* BRIEF A *
From the paper extract on cumulative frequency tables below, list every author it cites for an earlier method of handling symbol frequencies.

--- PAGE EXTRACT ---

A New Data Structure for Cumulative Frequency Tables - AMiner

[Pages:11]SOFTWARE--PRACTICE AND EXPERIENCE, VOL. 24(3), 327?336 (MARCH 1994)

A New Data Structure for Cumulative Frequency Tables

peter m. fenwick

Department of Computer Science, University of Auckland, Private Bag 92019, Auckland, New Zealand (email: p fenwickcs.auckland.ac.nz)

SUMMARY

A new method (the `binary indexed tree') is presented for maintaining the cumulative frequencies which are needed to support dynamic arithmetic data compression. It is based on a decomposition of the cumulative frequencies into portions which parallel the binary representation of the index of the table element (or symbol). The operations to traverse the data structure are based on the binary coding of the index. In comparison with previous methods, the binary indexed tree is faster, using more compact data and simpler code. The access time for all operations is either constant or proportional to the logarithm of the table size. In conjunction with the compact data structure, this makes the new method particularly suitable for large symbol alphabets.

key words: Binary indexed tree Arithmetic coding Cumulative frequencies

INTRODUCTION

A major cost in adaptive arithmetic data compression is the maintenance of the table of cumulative frequencies which is needed in reducing the range for successive symbols. Witten, Neal and Cleary1 ease the problem by providing a move-to-front mapping of the symbols which ensures that the most frequent symbols are kept near the front of the search space. It works well for highly skewed alphabets (which may be expected to compress well) but is much less efficient for more uniform distributions of symbol frequency. Moffat2 describes a tree structure (actually a heap) which provides a linear-time access to all symbols. Jones3 uses splay trees to provide an optimized data structure for handling the frequency tables. The three techniques will be referred to in this paper as MTF, HEAP and SPLAY, respectively. In all cases they attempt to keep frequently used symbols in quickly-referenced positions within the data structure, but at the cost of sometimes extensive data reorganization.

--- EXCERPTED RECORDS ---

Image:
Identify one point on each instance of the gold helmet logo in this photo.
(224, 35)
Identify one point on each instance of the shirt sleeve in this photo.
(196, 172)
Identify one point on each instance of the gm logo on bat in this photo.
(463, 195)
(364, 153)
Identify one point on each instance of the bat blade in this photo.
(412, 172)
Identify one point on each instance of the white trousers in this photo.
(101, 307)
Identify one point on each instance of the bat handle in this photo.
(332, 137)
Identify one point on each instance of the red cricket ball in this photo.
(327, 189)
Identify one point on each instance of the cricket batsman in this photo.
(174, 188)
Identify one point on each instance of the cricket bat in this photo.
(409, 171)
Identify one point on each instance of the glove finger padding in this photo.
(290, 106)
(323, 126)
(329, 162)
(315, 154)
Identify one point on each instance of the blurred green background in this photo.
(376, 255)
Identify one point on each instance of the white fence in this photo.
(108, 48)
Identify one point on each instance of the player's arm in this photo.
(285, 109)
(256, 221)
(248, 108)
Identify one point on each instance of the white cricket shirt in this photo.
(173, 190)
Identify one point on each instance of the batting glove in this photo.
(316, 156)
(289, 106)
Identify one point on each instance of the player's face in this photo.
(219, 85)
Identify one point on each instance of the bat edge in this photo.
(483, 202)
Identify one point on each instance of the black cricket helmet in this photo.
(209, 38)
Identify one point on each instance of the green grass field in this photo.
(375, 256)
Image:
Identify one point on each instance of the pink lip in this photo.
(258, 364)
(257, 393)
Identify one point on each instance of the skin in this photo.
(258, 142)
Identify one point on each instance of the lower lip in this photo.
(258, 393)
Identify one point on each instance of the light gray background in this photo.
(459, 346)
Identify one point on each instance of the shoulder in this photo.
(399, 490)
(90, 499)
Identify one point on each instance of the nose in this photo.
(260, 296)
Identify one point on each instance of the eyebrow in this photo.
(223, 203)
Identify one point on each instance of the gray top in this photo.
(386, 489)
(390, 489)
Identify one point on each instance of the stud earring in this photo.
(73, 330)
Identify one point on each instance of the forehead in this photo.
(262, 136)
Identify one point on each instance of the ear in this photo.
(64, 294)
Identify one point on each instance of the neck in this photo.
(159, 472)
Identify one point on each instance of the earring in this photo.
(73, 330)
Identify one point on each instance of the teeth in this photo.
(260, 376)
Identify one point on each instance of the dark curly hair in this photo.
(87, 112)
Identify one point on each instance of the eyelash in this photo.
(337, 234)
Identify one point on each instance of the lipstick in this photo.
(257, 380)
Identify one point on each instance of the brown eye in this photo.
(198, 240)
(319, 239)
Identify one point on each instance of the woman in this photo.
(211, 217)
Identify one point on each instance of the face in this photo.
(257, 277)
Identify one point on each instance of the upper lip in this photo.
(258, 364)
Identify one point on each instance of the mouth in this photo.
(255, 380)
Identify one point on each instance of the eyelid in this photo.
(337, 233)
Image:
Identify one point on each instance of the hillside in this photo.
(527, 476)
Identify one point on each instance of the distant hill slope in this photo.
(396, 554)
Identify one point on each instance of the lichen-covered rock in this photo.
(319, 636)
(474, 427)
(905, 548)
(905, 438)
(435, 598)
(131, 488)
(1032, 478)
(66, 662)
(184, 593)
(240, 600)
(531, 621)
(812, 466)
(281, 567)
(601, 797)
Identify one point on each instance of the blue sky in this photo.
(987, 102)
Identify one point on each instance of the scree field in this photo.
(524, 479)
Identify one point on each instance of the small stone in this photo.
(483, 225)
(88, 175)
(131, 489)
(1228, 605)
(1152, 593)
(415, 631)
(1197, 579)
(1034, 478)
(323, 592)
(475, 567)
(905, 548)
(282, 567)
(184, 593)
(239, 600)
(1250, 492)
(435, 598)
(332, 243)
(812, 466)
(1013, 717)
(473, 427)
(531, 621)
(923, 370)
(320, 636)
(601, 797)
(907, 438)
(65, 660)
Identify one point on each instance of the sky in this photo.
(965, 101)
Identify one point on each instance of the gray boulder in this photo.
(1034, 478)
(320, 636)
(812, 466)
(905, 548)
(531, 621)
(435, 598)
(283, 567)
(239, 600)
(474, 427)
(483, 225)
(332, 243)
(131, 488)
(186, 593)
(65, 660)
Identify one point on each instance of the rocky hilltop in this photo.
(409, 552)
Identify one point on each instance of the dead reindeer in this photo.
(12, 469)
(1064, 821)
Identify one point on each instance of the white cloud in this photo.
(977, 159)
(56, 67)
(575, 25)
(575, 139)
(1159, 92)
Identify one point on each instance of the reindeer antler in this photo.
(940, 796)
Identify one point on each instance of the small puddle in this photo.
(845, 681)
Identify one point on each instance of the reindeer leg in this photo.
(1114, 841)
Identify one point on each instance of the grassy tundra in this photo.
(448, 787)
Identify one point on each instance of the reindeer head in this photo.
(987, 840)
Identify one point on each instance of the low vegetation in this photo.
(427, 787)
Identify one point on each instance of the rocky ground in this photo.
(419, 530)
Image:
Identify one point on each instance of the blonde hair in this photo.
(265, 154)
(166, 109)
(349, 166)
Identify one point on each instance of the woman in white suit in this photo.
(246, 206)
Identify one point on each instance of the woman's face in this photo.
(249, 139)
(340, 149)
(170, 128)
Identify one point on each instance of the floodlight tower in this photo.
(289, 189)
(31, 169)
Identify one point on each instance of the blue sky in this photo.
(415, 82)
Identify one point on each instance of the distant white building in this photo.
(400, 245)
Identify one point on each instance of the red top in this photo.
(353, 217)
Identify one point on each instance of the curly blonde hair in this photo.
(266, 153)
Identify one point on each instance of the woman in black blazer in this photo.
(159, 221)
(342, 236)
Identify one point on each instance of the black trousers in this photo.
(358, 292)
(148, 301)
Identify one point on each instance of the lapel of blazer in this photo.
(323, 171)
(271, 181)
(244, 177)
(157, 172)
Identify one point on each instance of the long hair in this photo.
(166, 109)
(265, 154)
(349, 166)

---

* BRIEF B *
Substitute "jacket" for "blazer" throughout the stretch of the records from the line containing "Identify one point on each instance of the red top" through the end of the records, and return only those lines.

* EXERCISE SOLUTION A *
Witten, Neal, Cleary, Moffat, Jones

* EXERCISE SOLUTION B *
Identify one point on each instance of the red top in this photo.
(353, 217)
Identify one point on each instance of the curly blonde hair in this photo.
(266, 153)
Identify one point on each instance of the woman in black jacket in this photo.
(159, 221)
(342, 236)
Identify one point on each instance of the black trousers in this photo.
(358, 292)
(148, 301)
Identify one point on each instance of the lapel of jacket in this photo.
(323, 171)
(271, 181)
(244, 177)
(157, 172)
Identify one point on each instance of the long hair in this photo.
(166, 109)
(265, 154)
(349, 166)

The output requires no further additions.